[WORK ITEM]
Write out the full listing below exactly as given.

[ENTRIES SUPPLIED]
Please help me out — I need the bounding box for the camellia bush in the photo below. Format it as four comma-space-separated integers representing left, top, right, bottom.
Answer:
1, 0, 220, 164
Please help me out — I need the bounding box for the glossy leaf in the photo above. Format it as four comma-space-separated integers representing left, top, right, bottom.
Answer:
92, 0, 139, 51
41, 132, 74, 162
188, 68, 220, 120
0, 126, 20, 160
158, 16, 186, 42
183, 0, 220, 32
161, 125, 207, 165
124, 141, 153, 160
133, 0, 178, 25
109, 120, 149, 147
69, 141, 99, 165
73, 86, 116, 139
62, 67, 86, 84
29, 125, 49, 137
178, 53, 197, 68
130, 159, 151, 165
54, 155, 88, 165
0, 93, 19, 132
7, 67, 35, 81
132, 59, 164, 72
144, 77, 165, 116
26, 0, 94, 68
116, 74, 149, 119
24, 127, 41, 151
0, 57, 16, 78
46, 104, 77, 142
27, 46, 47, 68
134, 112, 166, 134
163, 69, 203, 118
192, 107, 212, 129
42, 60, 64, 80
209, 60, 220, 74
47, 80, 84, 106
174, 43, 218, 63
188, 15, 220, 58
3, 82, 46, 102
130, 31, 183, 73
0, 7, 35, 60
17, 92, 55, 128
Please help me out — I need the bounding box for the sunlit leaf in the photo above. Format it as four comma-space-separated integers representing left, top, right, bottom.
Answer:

[OUTPUT OF THE EXERCISE]
Please help me out — I need the bounding box for the camellia bush in the photo below. Format it as four comma-space-separated integers representing left, top, right, bottom.
Answer:
1, 0, 220, 164
Please help me out — I need the bounding box for the glossy leaf in the photo above. Format it as four comma-space-separated integers representing left, top, right, bottom.
Answer:
92, 0, 139, 51
41, 132, 74, 162
188, 68, 220, 120
0, 126, 20, 160
158, 16, 186, 42
183, 0, 220, 32
161, 125, 207, 165
124, 141, 153, 160
133, 0, 178, 25
109, 120, 149, 147
69, 141, 99, 165
73, 86, 116, 139
62, 67, 86, 84
29, 125, 49, 137
178, 53, 197, 68
130, 159, 151, 165
54, 155, 88, 165
0, 93, 19, 132
7, 67, 35, 81
132, 59, 164, 72
144, 77, 165, 116
26, 0, 94, 68
116, 74, 149, 119
24, 127, 41, 151
0, 57, 16, 78
46, 104, 77, 142
27, 46, 47, 68
134, 112, 166, 134
163, 69, 203, 118
192, 107, 212, 129
42, 60, 64, 80
209, 60, 220, 74
47, 80, 84, 106
174, 43, 218, 63
188, 15, 220, 58
3, 82, 46, 102
130, 31, 183, 73
0, 7, 35, 60
17, 92, 55, 128
Please help me out — I need the bounding box for the sunlit leaf in the photo above. Format it as four comma-space-separated integers representing left, top, right, bottom.
Answer:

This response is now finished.